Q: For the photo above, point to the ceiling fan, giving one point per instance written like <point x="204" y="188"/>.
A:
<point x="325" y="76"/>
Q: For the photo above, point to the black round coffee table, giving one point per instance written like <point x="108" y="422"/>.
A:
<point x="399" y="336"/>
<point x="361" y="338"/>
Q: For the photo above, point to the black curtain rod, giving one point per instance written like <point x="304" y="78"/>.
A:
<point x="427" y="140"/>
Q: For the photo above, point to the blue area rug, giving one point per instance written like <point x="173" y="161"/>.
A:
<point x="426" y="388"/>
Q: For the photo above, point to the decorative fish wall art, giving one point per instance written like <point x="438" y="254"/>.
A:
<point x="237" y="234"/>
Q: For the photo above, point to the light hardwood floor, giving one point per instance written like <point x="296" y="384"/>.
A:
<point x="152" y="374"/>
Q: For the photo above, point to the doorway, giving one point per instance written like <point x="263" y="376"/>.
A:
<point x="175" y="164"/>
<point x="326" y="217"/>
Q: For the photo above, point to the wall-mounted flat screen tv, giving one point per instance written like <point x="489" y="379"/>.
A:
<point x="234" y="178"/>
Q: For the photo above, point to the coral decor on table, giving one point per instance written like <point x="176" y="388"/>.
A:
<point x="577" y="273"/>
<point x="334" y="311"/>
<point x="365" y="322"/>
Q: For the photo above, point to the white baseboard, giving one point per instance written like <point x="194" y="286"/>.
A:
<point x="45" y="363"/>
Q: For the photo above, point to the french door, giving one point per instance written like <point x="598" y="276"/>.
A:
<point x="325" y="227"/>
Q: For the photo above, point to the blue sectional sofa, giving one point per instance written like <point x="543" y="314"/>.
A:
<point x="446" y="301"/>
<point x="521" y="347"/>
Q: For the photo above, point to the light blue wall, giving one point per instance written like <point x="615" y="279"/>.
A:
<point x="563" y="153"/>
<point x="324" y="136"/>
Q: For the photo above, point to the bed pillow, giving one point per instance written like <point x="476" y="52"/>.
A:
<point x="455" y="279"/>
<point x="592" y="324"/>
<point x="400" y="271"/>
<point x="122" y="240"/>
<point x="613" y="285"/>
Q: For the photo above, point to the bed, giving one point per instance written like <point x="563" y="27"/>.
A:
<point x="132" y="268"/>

# # # # # # #

Would you transcribe the entries above exactly as they appear?

- _WRITTEN SOLUTION_
Q: For the photo above, point to the ceiling fan, giving one point per instance written like <point x="204" y="188"/>.
A:
<point x="325" y="76"/>
Q: For the photo above, point to the black round coffee table, giving one point per instance written like <point x="108" y="422"/>.
A:
<point x="399" y="336"/>
<point x="361" y="338"/>
Q: For the photo above, point to the black curtain rod, giving one point per instance written like <point x="304" y="78"/>.
A:
<point x="427" y="140"/>
Q: For the photo above, point to the blue area rug, giving one point per instance written like <point x="173" y="161"/>.
A:
<point x="426" y="388"/>
Q: For the photo above, point to the decorative fish wall art, giving one point per instance written like <point x="438" y="254"/>.
A:
<point x="237" y="234"/>
Q: For the photo above, point to the light hardwood floor, giving one point per instance written like <point x="296" y="384"/>.
A:
<point x="152" y="374"/>
Q: For the photo above, point to the doorway, giving one point per instance written like <point x="263" y="376"/>.
A:
<point x="175" y="164"/>
<point x="326" y="217"/>
Q: For the photo above, point to the wall-mounted flat screen tv, giving one point per instance written like <point x="489" y="379"/>.
A:
<point x="234" y="178"/>
Q: For the photo above, point to the coral decor on table, giving one point per instance written like <point x="176" y="388"/>.
A:
<point x="577" y="273"/>
<point x="334" y="311"/>
<point x="365" y="322"/>
Q: For the photo above, point to the white baseboard, giving one point per instance written like <point x="194" y="286"/>.
A:
<point x="45" y="363"/>
Q: For the photo above, point to the french door, giving one point per instance written like <point x="598" y="276"/>.
A:
<point x="325" y="227"/>
Q: For the photo above, point to the blue sectional sofa, giving one point per instance written like <point x="543" y="314"/>.
A:
<point x="446" y="301"/>
<point x="521" y="347"/>
Q: For the photo above, point to the light blue wall, giving one point per instance written like <point x="615" y="279"/>.
A:
<point x="563" y="153"/>
<point x="324" y="136"/>
Q: For the photo above, point to the bed pillow, giving one point per instance written like <point x="476" y="52"/>.
A:
<point x="455" y="279"/>
<point x="592" y="324"/>
<point x="400" y="271"/>
<point x="122" y="240"/>
<point x="613" y="285"/>
Q: For the photo above, point to the bed, giving one point per instance written like <point x="563" y="27"/>.
A:
<point x="132" y="268"/>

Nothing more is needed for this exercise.